— START Given data —

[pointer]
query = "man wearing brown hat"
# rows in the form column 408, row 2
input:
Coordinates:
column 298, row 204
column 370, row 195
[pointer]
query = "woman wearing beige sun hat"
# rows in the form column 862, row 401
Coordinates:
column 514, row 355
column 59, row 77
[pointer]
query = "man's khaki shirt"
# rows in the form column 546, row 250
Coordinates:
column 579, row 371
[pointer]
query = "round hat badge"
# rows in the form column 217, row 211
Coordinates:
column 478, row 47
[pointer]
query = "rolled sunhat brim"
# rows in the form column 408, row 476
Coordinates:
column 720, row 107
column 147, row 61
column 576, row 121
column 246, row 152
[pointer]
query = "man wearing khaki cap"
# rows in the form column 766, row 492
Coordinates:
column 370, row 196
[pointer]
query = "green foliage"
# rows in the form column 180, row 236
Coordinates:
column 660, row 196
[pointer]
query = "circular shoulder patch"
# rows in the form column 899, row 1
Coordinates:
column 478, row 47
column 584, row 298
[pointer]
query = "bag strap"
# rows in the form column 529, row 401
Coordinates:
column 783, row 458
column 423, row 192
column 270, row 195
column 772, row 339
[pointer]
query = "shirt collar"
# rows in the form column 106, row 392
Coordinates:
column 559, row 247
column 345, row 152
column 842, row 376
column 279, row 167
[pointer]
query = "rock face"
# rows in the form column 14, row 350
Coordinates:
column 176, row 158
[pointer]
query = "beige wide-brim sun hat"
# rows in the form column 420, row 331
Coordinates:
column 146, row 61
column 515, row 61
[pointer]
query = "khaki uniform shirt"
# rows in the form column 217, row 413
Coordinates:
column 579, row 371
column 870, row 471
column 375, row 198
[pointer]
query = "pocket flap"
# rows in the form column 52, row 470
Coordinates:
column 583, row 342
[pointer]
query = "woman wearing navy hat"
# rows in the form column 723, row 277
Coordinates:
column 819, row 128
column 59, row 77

— END Given data —

» Work to be completed
Substitute "tan" for "khaki" in the records, starting with the first line and going on through the line that contains "column 246, row 152", and write out those lines with everything else unchanged.

» Task answer
[pointer]
query = "man wearing brown hat"
# rows in the form column 408, row 2
input:
Coordinates:
column 298, row 204
column 370, row 195
[pointer]
query = "woman wearing beige sun hat"
# rows in the form column 862, row 401
Coordinates:
column 514, row 355
column 59, row 77
[pointer]
query = "man's tan shirt"
# rows in the form column 546, row 250
Coordinates:
column 579, row 371
[pointer]
query = "round hat badge"
# rows in the form column 217, row 211
Coordinates:
column 478, row 47
[pointer]
query = "rolled sunhat brim"
# rows in the form column 408, row 476
Coordinates:
column 720, row 107
column 147, row 61
column 576, row 121
column 246, row 152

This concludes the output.